» **Provided passage**:
The Italy Consumer Price Index, released monthly by the Italian National Institute of Statistics (ISTAT), measures changes over time in prices for a representative basket of goods and services consumed by Italian households.

The Australia Wage Price Index, published by the Australian Bureau of Statistics, measures changes in the price of labor, unaffected by shifts in the labor force, hours worked, or employee characteristics.

The Singapore Consumer Price Index, published monthly by the Department of Statistics Singapore, measures average price changes over time of a fixed basket of consumption goods and services commonly purchased by resident households. It measures price movement (i.e., change in prices) but not absolute price level at a point in time.

The Eurozone Harmonised Index of Consumer Prices is a composite measure of inflation in the Eurozone based on changes in prices paid by consumers in the European Union for items in a basket of common goods. The index tracks the prices of goods such as coffee, tobacco, meat, fruit, household appliances, cars, pharmaceuticals, electricity, clothing, and many other widely used products.

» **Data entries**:

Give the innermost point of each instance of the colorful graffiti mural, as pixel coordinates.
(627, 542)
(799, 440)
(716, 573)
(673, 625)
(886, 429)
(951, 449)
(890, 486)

» **Task 1**: According to the provided passage, which agency publishes the Australia Wage Price Index?
» **Task 2**: List every price index named in the provided passage.
» **Task 3**: In the provided passage, change "Italian households" to "Italian families" and write out the text, beginning at the words that have "The Italy Consumer" and stopping after "by Italian households.".

» **Your solution 1**: The Australian Bureau of Statistics publishes it.

» **Your solution 2**:
- Italy Consumer Price Index
- Australia Wage Price Index
- Singapore Consumer Price Index
- Eurozone Harmonised Index of Consumer Prices

» **Your solution 3**:
The Italy Consumer Price Index, released monthly by the Italian National Institute of Statistics (ISTAT), measures changes over time in prices for a representative basket of goods and services consumed by Italian families.